Some records
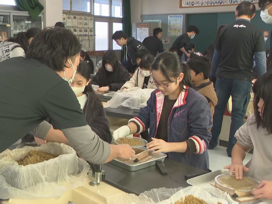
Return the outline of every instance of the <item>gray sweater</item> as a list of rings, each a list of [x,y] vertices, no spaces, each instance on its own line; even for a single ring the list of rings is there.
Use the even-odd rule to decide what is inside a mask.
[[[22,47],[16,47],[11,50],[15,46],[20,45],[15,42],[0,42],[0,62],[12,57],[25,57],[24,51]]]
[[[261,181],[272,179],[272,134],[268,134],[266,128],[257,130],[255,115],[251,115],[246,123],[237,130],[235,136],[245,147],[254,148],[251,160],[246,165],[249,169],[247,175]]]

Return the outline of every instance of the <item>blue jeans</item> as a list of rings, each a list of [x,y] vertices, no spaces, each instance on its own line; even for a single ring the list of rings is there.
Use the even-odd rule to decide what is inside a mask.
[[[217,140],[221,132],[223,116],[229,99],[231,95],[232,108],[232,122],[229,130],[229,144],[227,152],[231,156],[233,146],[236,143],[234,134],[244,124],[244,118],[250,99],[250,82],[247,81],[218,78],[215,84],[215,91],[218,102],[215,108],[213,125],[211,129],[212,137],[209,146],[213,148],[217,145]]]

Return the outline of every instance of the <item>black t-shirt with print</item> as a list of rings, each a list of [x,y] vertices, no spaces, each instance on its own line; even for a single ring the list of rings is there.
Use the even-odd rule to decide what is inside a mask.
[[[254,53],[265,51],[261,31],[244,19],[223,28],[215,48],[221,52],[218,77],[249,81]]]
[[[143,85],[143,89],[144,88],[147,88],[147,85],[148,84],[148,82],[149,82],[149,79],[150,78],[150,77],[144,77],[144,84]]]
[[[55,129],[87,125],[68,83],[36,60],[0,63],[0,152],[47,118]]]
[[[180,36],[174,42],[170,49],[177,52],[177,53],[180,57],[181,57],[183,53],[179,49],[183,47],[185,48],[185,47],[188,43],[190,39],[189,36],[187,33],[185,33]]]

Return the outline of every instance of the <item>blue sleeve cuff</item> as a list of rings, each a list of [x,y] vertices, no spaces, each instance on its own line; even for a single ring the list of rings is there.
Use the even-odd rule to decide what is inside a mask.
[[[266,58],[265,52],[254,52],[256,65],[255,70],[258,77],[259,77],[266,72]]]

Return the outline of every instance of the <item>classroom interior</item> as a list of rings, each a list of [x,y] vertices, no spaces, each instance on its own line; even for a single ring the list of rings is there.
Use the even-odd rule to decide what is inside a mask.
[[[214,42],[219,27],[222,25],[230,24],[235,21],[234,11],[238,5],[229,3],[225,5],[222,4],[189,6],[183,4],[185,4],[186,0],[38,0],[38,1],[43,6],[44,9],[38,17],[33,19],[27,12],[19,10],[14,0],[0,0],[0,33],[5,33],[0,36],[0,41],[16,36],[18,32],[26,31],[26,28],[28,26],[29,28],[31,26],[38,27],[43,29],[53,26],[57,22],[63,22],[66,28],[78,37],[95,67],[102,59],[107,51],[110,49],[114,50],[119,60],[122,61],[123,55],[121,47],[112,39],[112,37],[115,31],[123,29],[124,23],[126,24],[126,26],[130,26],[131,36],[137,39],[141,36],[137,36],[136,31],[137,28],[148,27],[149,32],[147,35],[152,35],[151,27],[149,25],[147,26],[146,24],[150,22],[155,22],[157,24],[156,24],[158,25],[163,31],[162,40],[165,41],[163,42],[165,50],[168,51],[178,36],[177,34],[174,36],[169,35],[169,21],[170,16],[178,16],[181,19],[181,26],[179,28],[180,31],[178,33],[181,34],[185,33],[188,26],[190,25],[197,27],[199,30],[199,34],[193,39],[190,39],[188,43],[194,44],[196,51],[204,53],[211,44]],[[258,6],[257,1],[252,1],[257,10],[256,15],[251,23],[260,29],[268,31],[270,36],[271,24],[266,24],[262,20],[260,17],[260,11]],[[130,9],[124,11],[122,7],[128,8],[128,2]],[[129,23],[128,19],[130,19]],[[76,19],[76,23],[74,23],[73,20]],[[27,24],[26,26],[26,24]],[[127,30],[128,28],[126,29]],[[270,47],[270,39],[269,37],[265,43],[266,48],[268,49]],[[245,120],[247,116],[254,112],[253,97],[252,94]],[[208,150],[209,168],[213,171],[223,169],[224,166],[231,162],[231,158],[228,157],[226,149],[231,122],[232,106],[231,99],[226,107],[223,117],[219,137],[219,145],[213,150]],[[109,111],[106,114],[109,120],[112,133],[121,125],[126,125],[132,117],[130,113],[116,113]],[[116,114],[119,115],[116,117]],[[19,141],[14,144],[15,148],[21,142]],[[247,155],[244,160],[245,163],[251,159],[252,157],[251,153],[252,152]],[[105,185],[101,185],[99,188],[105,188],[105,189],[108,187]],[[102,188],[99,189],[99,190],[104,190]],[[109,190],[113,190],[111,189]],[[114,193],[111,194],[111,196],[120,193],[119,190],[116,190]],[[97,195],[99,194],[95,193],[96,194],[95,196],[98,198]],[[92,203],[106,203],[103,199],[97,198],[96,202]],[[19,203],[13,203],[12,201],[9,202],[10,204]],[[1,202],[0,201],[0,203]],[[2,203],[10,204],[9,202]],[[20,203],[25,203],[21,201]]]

* [What the exercise asks]
Find every line in the material that contains the string 'single' and copy those lines, treating uppercase and lowercase letters as different.

* [Response to this task]
Return the outline of every instance of the <item>gray sweater</item> as a list of rings, each a list of [x,y] vertices, no spaces, each instance on its own line; even for a single ring the list of rings is there.
Return the outline of every instance of the <item>blue jeans</item> as a list of rings, each a list of [x,y] vertices, no spaces, each instance on its own line; even for a single ring the list of rings is there.
Return the outline of every instance of the <item>black t-shirt with print</item> as a list of rings, each a list of [x,y] vertices, no spaces, each instance on its own line; even for a single ring the list of rings is there.
Return the outline of every instance of the <item>blue sleeve cuff</item> as a list of rings, each a list of [x,y] vertices, no spaces, each instance on its own line; even for a single ring the list of rings is there.
Return the outline of every instance of the <item>classroom interior</item> as a list of rings, each a list of [x,y] vertices, no spaces, each instance on its own line; even for a single ring the list of rings is there.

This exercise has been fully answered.